Tappy Lander Dev Diary #4: Control

I love the mechanics of lander games and the fun, to me, is maneuvering your rocket through a series of subtle movements into a good position and a soft landing. It’s difficult but rewarding.

Traditionally these types of games had a variety of buttons: rotate, left, rotate right, thrust, etc.

Image

However, on the target devices I have one button, the touch screen; and I refuse to clutter the screen with complex controls just so it plays exactly like the originals (see my last post about UI.)

In order to simplify, I ask my favorite question: “What makes it fun?” and my cat looks at me like “Who are you talking to?!”

What I came up with…

  • Gravity – yes, still fun after all these years!
  • Rotating – a little frustrating to manage and even time consuming
  • Thrusting – absolutely, compensating for a force like gravity or your last thrust, in order to change direction, is fun.
  • Managing fuel – no way, maybe its just me, but I don’t like time limits. I don’t want to tell a player “You know this fun little playground I made?, well you can only play here for THIS long.”
  • Avoiding an obstacle or flying to collect an object – yes! an opportunity to test your flying skill.
──────────────────────────────
### YOUR INSTRUCTIONS:
Name every game mechanic that the dev diary weighs under "What I came up with…".

Stored dataset items:
──────────────────────────────
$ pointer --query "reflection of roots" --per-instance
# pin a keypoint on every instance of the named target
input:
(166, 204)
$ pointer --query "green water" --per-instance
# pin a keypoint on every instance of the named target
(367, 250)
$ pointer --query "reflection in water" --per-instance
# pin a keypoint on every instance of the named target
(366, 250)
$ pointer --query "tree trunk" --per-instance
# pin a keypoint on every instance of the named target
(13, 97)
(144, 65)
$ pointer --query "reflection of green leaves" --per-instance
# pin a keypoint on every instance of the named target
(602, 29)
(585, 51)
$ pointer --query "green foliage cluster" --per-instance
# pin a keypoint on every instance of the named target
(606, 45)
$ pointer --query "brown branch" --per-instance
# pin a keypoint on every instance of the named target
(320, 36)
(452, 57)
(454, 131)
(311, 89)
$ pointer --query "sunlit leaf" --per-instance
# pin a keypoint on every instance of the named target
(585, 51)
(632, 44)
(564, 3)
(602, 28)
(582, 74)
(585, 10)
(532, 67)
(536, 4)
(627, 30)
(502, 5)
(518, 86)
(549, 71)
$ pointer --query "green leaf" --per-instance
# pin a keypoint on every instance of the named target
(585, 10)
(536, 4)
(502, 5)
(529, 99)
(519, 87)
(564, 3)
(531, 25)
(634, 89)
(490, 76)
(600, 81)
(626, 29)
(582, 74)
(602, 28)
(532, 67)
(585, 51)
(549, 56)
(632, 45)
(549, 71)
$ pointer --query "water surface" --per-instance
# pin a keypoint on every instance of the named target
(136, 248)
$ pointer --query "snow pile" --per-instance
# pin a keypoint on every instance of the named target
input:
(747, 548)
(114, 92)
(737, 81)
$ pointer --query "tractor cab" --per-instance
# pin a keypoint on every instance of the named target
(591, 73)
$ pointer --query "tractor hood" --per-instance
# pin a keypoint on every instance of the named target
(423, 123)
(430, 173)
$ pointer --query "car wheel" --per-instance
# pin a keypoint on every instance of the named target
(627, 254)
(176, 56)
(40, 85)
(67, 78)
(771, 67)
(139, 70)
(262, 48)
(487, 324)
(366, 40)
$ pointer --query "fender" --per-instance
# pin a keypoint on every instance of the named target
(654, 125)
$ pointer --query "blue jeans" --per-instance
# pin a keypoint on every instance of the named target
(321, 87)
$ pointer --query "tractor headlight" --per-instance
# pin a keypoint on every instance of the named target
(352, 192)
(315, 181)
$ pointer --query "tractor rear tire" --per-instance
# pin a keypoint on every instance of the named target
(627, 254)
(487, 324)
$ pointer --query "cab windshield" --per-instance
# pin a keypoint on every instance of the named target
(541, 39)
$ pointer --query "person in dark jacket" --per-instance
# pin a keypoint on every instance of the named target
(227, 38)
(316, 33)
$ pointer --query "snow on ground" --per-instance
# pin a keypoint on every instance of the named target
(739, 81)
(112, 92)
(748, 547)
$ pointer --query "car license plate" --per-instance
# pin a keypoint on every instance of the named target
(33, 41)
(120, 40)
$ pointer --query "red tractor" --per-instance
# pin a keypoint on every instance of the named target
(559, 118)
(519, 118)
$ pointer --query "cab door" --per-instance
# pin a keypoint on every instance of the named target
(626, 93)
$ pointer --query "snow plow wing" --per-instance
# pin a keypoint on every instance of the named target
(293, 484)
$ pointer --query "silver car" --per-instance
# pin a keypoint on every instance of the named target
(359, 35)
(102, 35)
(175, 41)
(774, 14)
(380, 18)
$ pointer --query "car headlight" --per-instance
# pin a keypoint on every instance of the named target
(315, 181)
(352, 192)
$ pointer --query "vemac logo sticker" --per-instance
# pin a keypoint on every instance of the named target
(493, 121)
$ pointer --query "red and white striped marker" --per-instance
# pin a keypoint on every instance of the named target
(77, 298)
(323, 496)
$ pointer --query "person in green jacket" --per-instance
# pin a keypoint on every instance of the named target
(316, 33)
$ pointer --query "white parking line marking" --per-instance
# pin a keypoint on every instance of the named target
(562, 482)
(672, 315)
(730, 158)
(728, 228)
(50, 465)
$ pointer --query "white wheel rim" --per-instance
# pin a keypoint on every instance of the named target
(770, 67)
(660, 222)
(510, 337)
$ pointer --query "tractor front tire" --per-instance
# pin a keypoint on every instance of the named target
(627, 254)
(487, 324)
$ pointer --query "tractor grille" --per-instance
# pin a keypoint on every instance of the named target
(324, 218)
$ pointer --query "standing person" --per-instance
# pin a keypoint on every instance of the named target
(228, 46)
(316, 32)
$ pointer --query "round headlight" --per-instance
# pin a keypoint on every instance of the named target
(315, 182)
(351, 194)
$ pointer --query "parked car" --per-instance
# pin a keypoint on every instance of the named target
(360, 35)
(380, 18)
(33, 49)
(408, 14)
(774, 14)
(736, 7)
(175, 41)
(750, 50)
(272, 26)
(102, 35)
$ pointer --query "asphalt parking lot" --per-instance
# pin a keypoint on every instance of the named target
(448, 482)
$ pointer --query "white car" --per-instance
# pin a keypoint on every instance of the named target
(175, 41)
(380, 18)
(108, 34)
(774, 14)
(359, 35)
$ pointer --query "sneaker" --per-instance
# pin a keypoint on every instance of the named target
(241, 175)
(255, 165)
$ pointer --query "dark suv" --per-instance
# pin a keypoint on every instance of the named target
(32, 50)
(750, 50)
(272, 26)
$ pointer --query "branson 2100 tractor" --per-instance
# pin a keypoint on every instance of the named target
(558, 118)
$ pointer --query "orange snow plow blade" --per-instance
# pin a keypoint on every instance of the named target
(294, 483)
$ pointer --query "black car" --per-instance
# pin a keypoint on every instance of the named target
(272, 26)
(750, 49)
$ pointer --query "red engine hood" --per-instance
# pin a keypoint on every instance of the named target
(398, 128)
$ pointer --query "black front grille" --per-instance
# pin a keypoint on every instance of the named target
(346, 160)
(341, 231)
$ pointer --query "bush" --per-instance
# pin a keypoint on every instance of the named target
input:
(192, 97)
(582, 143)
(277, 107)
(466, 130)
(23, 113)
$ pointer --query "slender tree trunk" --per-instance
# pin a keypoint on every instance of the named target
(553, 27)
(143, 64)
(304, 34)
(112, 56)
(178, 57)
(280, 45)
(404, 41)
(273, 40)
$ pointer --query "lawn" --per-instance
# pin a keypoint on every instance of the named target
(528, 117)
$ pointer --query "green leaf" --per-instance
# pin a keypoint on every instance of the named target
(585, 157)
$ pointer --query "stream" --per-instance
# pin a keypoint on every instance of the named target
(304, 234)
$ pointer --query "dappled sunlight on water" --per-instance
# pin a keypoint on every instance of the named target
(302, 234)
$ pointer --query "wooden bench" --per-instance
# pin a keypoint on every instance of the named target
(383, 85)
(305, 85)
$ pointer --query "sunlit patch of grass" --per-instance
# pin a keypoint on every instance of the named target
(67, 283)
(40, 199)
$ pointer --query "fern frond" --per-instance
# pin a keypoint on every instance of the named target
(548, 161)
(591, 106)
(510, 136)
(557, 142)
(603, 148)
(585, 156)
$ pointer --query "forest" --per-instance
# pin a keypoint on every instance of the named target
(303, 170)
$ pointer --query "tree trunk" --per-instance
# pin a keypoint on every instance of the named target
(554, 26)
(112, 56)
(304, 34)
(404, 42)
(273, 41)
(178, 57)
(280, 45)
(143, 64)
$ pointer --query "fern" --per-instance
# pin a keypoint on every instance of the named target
──────────────────────────────
### REPLY TO THE TASK:
- Gravity
- Rotating
- Thrusting
- Managing fuel
- Avoiding an obstacle or flying to collect an object